# Required work
A) Decide whether each statement agrees with the blog excerpt on AAC, answering yes or no and quoting the words that decide it: (i) the author lives in Southern California; (ii) the detailed planning sheet in the TPT store must be paid for; (iii) many kids with disabilities don't learn the unique vocabulary of these experiences.
B) In the blog excerpt on AAC, what does the abbreviation AAC stand for?
C) From the blog excerpt on AAC, copy the passage starting with "I am also including" and going on through "to cover them.".

# Selected text

I have provided some planning sheets in the past, and you can find a detailed one for free in my TPT store here.
I am also including a link here to a video all about planning out your aided input for a given activity.  There are examples in the first handout, and information in the video you should find useful.


Are there other topics you would like to see me cover in this blog?  Please feel free to comment below with topic requests, and I'll do my best to cover them.
In the meantime, have a great summer and......... Keep on Talking!



Sunday, June 11, 2017

Communication Everywhere?!

“Spring has sprung. The grass has ris.’  I wonder where the birdies is.”  You don’t hear that too often anymore, but “back in my day” (the Dark Ages, that is) you used to hear it all the time.   
Here in Southern California it’s almost always time to go outside, but I do remember those cold Massachusetts days hoping that Spring was coming soon.



Warm weather means walks through the neighborhood, picnics and beach trips, kite flying and playground fun, trips to the park and evenings on the porch.  

Do you know what else all of those things mean?  Great opportunities to expand your child’s communication skills.  Especially if you have a child who is using AAC (augmentative-alternative communication) and needs practice in finding and using the varied vocabulary that those experiences need.

Many kids with disabilities don’t get the same experiences as other children; thus they don’t acquire the background knowledge needed when these topics or experiences come up in conversations or books.  And they don’t learn the unique vocabulary of each of these experiences.

[Excerpts from a dataset]
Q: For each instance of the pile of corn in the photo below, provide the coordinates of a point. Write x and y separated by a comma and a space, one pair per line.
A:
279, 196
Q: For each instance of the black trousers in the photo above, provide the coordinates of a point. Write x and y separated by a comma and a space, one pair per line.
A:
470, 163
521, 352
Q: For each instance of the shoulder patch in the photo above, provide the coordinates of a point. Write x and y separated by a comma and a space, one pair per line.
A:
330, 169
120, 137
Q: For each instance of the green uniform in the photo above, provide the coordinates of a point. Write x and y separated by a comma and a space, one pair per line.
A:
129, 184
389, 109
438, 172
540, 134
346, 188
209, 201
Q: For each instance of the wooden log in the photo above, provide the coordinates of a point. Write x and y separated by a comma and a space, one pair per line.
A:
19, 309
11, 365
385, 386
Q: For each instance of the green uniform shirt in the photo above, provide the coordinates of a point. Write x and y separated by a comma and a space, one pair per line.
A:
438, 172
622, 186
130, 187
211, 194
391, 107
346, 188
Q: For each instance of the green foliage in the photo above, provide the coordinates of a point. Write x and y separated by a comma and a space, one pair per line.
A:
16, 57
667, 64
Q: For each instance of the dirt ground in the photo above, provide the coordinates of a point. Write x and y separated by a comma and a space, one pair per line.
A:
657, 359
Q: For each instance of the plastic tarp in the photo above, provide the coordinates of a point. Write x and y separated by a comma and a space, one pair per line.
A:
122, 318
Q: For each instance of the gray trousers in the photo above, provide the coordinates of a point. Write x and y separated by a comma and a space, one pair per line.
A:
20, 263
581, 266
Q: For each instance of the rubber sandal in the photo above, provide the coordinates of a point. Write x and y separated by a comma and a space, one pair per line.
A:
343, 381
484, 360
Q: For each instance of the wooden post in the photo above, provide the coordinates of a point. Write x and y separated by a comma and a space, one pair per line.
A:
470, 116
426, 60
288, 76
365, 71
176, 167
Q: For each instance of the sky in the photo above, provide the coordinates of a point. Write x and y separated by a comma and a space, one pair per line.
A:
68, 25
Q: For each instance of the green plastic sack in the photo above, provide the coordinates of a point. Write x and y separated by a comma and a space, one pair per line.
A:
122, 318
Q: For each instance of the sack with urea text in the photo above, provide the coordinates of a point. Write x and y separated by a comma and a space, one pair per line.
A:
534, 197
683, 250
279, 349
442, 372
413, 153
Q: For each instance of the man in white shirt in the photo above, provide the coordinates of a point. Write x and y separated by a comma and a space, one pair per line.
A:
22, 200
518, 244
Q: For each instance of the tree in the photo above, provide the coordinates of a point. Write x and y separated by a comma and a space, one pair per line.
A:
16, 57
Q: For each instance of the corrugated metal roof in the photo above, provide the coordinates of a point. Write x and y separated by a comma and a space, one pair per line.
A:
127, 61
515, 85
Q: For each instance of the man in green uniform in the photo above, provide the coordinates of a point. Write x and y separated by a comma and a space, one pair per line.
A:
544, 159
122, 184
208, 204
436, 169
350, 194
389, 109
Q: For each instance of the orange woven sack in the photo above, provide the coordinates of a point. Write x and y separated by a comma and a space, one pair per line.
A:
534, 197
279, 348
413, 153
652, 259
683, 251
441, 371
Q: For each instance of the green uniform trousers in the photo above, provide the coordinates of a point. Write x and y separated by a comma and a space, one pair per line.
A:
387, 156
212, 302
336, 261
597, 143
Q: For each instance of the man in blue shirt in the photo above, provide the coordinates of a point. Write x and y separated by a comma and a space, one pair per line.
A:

# Solutions
A)
(i) Yes: "Here in Southern California it’s almost always time to go outside"
(ii) No: "you can find a detailed one for free in my TPT store here."
(iii) Yes: "And they don’t learn the unique vocabulary of each of these experiences."

B) Augmentative-alternative communication.

C)
I am also including a link here to a video all about planning out your aided input for a given activity.  There are examples in the first handout, and information in the video you should find useful.


Are there other topics you would like to see me cover in this blog?  Please feel free to comment below with topic requests, and I'll do my best to cover them.